EXERCISE PROMPT
A complete and exact copy of the data below is required.

INFORMATION GIVEN
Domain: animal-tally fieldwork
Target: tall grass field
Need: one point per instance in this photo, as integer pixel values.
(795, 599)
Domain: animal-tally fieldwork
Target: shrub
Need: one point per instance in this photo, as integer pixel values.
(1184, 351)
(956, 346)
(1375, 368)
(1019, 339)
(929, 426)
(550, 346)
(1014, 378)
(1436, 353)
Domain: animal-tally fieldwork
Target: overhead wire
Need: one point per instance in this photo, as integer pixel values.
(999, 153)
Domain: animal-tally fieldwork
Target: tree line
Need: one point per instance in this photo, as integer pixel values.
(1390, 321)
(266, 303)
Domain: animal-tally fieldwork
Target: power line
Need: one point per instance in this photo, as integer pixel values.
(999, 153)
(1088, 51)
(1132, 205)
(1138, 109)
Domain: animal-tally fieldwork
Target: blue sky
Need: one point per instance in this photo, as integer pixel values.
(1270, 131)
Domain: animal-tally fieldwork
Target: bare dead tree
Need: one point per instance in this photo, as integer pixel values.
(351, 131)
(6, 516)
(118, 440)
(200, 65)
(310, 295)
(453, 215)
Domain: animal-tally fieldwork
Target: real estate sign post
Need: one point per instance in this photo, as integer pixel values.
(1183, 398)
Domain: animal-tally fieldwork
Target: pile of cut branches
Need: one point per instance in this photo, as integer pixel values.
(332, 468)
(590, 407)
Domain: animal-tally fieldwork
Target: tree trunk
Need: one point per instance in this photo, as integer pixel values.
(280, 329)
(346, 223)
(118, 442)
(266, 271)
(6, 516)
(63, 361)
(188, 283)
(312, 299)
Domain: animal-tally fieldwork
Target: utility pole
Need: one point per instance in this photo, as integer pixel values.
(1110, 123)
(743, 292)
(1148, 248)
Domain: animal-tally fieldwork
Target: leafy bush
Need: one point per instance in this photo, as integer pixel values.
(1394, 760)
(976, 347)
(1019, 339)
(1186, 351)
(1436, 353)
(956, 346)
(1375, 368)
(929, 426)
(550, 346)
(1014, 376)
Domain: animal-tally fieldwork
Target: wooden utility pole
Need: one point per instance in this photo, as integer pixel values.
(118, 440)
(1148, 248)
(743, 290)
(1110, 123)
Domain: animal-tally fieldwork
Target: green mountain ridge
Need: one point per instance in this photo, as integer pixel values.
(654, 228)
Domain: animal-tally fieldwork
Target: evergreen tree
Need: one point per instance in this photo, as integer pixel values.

WRITTEN SOLUTION
Domain: animal-tally fieldwork
Target: tall grass field
Need: one point per instance in this photo, as integer pixel values.
(795, 599)
Domain: animal-tally fieldwork
Target: shrub
Need: one point per instance in this photo, as integer pixel values.
(1184, 351)
(956, 346)
(1375, 368)
(1019, 339)
(929, 426)
(550, 346)
(1014, 378)
(1436, 353)
Domain: animal-tally fieldwork
Target: overhead wire
Need: one point per instance in this photo, as integer pixel values.
(999, 153)
Domain: animal-tally fieldwork
Target: tree line
Need: one point per instance in this photo, as integer pixel values.
(1390, 321)
(266, 303)
Domain: animal-tally fieldwork
Target: power line
Need: one point per instance in this photo, as integer pixel values.
(999, 153)
(1088, 51)
(1132, 205)
(1138, 109)
Domain: animal-tally fieldwork
Target: blue sky
Need: one point per instance in this photo, as integer pixel values.
(1270, 131)
Domain: animal-tally fieldwork
Target: bare dead tree
Need: one point per instance in this photo, as integer pixel values.
(351, 131)
(6, 516)
(118, 440)
(200, 65)
(310, 295)
(453, 215)
Domain: animal-tally fieldwork
Target: real estate sign post
Need: one point per instance in this photo, as integer pixel values.
(1183, 398)
Domain: animal-tally fieldwork
Target: pile of cut branches
Need: one point per instance in this photo, as integer pixel values.
(332, 468)
(590, 407)
Domain: animal-tally fieldwork
Target: tree trunk
Need: one point per instance in this photo, as integer pixel values.
(280, 329)
(346, 223)
(118, 442)
(266, 271)
(6, 516)
(63, 361)
(188, 283)
(312, 299)
Domain: animal-tally fieldwork
Target: utility pole
Need: one point per instance in this photo, as integer pixel values.
(1110, 123)
(743, 292)
(1148, 248)
Domain: animal-tally fieldwork
Target: leafy bush
Need: one point per instance in this photo, as integer pixel values.
(1394, 760)
(976, 347)
(1019, 339)
(1186, 351)
(1436, 353)
(956, 346)
(1375, 368)
(929, 426)
(550, 346)
(1014, 376)
Domain: animal-tally fieldwork
Target: wooden utility pole
Need: one point per instance in this photo, as integer pixel values.
(118, 440)
(1148, 248)
(743, 290)
(1110, 123)
Domain: animal-tally fieldwork
Target: green mountain ridge
Need: one point per instance in this photo, as integer pixel values.
(654, 228)
Domain: animal-tally fieldwork
Target: evergreen tree
Need: one point per instance in this photo, as integer pixel values.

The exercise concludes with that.